*Work to do*. Print only the line with "Can you find the cub's black" and the lines after it, ending with the last line of the material, each exactly as it stands.

[Named object pointing entries]
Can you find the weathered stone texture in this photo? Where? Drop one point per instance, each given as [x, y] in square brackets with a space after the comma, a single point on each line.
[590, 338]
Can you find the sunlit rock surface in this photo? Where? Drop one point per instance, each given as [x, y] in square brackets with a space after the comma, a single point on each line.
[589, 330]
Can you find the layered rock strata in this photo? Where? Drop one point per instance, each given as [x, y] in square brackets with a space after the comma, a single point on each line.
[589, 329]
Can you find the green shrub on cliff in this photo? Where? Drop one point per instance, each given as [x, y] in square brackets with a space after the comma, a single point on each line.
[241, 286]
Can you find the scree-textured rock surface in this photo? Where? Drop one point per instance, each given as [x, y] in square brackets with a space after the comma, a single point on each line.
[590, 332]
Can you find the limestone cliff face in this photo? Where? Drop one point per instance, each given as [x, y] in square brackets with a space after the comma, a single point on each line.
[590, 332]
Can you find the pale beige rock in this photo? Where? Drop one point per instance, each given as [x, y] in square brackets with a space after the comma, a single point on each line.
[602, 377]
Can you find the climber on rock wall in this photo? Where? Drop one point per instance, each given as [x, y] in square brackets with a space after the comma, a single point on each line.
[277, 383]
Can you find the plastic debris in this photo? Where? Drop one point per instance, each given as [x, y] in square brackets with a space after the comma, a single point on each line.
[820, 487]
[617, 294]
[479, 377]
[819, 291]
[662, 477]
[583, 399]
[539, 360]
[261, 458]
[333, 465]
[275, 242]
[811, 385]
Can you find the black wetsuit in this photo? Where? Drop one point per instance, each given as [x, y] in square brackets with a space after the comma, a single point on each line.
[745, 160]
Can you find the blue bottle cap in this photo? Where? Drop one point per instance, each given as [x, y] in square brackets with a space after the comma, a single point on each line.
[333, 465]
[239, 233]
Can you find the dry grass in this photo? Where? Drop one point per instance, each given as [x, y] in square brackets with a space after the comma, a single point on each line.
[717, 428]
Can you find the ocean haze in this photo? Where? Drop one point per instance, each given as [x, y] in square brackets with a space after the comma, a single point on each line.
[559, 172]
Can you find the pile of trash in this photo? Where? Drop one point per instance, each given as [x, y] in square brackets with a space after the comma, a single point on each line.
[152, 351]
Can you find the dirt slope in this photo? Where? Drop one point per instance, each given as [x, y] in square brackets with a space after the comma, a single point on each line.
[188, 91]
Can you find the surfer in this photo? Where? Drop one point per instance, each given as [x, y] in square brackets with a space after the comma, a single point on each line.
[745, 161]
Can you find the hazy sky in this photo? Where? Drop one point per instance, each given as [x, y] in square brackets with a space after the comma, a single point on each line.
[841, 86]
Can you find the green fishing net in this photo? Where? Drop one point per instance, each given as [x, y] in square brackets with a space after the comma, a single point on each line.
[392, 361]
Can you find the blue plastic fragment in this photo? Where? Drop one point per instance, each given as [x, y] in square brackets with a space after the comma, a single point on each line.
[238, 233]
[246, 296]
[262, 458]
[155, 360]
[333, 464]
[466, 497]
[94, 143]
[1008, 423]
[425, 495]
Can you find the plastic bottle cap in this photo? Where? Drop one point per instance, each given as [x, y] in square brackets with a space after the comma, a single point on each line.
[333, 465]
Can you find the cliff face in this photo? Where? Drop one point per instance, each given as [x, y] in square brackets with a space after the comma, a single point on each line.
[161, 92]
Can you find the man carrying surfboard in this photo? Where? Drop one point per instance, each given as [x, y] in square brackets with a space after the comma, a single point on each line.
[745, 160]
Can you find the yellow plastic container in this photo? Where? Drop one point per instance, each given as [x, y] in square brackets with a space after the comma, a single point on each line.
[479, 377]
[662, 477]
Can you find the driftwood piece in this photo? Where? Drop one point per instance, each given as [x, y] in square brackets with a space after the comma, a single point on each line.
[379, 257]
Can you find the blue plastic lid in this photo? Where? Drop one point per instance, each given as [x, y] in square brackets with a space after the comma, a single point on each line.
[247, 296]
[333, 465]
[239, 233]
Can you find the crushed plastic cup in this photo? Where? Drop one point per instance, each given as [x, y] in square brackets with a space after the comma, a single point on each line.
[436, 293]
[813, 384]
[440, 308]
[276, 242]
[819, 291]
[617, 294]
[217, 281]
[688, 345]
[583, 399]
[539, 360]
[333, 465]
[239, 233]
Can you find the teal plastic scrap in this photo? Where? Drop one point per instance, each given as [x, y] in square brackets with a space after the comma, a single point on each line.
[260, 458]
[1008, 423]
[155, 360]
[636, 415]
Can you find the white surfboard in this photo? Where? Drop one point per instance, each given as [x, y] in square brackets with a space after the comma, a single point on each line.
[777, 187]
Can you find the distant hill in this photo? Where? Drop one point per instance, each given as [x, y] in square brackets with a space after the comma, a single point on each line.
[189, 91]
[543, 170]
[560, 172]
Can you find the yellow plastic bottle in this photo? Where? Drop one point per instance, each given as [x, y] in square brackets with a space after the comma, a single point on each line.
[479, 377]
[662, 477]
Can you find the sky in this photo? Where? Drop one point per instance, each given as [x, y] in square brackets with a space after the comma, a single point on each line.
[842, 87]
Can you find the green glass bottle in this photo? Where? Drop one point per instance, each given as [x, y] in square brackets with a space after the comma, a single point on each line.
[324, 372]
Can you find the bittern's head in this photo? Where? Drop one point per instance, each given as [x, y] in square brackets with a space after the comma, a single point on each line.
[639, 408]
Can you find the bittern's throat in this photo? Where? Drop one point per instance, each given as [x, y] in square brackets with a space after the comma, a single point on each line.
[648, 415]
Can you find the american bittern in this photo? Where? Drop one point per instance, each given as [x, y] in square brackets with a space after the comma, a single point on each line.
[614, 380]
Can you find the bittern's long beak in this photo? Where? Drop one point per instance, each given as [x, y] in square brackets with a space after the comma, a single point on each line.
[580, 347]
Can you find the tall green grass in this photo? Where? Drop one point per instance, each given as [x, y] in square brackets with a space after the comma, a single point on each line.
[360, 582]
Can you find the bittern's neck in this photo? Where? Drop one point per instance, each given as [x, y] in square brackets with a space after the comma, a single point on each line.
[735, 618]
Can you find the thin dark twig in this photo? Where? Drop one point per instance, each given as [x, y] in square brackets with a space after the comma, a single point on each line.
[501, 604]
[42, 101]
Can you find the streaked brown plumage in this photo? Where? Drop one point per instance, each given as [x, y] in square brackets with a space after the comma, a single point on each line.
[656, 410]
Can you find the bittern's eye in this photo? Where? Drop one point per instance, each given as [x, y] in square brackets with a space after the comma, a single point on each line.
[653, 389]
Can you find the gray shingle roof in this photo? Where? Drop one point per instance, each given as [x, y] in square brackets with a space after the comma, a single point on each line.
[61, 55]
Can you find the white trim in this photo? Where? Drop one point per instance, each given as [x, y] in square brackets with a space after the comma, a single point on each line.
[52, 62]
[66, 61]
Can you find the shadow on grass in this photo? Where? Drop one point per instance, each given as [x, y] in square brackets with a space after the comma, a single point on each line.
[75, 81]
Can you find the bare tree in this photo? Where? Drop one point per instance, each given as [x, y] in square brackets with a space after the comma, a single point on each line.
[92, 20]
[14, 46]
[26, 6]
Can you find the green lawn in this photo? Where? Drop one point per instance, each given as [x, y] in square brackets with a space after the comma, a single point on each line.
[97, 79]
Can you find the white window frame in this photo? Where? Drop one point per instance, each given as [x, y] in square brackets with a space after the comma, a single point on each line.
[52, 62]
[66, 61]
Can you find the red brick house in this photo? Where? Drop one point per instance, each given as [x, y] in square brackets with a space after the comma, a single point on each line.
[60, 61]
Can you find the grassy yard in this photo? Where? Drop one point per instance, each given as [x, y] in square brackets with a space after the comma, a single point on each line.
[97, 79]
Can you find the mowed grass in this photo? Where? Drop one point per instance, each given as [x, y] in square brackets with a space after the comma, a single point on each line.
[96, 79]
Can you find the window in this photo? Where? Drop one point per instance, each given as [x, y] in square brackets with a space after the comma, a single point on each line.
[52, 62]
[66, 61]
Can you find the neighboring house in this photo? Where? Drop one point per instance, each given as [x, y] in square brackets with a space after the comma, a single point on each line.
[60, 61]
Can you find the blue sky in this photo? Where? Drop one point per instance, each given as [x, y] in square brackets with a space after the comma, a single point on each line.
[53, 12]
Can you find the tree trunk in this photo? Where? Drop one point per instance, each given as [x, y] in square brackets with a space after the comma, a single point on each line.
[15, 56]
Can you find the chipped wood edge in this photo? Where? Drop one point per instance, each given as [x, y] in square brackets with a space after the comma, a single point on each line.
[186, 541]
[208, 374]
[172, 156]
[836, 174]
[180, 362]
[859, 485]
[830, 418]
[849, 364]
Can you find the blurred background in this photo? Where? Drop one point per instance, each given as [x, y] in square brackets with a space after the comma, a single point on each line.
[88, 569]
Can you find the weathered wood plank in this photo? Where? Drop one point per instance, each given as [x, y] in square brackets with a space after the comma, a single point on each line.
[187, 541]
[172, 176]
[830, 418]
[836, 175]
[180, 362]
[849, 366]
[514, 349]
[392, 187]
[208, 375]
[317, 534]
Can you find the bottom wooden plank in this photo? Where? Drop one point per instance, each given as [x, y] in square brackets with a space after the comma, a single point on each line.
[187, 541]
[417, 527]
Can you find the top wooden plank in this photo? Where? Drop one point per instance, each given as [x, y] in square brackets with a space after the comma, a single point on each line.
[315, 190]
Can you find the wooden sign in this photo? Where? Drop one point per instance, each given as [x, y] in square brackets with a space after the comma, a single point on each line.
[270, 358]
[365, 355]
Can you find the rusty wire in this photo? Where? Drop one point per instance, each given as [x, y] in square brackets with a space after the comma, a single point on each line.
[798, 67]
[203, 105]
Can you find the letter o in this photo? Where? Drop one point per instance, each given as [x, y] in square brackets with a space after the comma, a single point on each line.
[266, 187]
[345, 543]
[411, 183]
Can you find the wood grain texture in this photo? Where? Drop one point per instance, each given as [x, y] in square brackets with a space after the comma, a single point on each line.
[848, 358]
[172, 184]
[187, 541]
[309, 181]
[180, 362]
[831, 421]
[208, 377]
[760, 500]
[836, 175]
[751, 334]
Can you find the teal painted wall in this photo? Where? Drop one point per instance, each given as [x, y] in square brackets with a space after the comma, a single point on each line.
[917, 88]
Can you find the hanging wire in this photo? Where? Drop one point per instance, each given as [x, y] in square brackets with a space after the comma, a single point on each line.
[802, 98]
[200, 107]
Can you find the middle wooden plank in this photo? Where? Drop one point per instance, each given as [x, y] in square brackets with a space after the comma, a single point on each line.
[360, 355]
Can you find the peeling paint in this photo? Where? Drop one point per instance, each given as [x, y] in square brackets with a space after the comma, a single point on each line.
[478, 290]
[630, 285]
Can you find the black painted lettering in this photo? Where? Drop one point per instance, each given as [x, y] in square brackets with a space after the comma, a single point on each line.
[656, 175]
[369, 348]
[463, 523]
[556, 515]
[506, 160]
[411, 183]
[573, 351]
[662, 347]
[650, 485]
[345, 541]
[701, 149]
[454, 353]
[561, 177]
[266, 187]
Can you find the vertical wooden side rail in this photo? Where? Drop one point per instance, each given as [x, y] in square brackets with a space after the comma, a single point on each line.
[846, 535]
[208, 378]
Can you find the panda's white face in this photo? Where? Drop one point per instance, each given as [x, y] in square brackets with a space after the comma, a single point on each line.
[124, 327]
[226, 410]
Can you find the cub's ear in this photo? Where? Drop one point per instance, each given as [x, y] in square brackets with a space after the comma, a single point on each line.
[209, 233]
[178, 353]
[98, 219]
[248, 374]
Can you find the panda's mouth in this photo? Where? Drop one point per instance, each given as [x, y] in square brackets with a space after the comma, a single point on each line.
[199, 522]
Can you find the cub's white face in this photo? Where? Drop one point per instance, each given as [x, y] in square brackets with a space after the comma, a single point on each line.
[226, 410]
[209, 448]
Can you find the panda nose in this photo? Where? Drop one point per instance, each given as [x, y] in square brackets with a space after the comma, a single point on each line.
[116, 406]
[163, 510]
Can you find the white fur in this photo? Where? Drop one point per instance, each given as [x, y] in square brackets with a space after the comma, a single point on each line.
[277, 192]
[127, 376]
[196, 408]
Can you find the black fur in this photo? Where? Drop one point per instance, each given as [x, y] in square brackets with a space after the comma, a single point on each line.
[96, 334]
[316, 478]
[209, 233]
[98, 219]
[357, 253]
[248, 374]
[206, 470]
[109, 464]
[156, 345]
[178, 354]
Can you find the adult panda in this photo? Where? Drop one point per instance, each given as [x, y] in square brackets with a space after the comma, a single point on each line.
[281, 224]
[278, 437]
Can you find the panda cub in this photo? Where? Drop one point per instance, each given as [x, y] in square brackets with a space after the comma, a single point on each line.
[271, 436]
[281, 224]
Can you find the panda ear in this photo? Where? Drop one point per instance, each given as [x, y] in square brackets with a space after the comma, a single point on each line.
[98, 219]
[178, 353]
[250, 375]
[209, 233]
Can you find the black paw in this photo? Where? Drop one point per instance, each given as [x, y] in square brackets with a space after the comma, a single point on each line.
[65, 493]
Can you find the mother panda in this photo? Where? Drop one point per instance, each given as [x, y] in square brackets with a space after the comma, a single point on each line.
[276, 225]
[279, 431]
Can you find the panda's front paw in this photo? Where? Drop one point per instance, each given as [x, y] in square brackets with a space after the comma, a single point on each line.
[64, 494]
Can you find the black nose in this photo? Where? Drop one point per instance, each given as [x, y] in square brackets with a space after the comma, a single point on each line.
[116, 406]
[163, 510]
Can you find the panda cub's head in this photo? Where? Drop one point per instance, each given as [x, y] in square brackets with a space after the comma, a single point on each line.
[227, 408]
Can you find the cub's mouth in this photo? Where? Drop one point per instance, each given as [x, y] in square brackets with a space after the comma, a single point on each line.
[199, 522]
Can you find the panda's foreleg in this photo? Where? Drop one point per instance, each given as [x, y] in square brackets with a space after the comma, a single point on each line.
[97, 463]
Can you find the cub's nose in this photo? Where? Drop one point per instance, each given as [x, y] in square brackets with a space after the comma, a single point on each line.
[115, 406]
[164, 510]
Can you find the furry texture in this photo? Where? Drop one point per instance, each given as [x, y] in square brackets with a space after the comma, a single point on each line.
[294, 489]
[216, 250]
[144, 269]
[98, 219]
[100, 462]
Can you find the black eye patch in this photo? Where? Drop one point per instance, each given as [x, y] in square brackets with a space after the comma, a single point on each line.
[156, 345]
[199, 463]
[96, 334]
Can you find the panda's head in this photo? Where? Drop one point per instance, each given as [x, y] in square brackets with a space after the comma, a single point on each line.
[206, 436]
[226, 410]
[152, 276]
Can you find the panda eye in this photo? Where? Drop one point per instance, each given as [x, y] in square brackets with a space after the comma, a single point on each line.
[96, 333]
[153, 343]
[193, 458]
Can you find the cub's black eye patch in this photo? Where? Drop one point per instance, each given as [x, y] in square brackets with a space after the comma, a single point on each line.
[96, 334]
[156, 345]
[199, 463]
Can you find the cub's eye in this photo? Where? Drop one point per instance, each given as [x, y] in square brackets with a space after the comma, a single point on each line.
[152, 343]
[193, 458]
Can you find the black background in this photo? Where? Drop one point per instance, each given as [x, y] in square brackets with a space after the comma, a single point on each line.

*Solved problem*.
Can you find the cub's black eye patch in this photo? Where? Drop one point per instance, each given as [x, y] in square brackets with a space after the comma, a single point on each line.
[96, 334]
[156, 345]
[199, 463]
Can you find the cub's eye in this photo? Where? Drop one point per instance, each given as [x, y] in square brackets with a space after the comma, a single point on each line.
[152, 343]
[193, 458]
Can you find the black background in this photo? Where? Drop one point per instance, each given as [x, y] in square brackets with a space after the comma, a single point on each line.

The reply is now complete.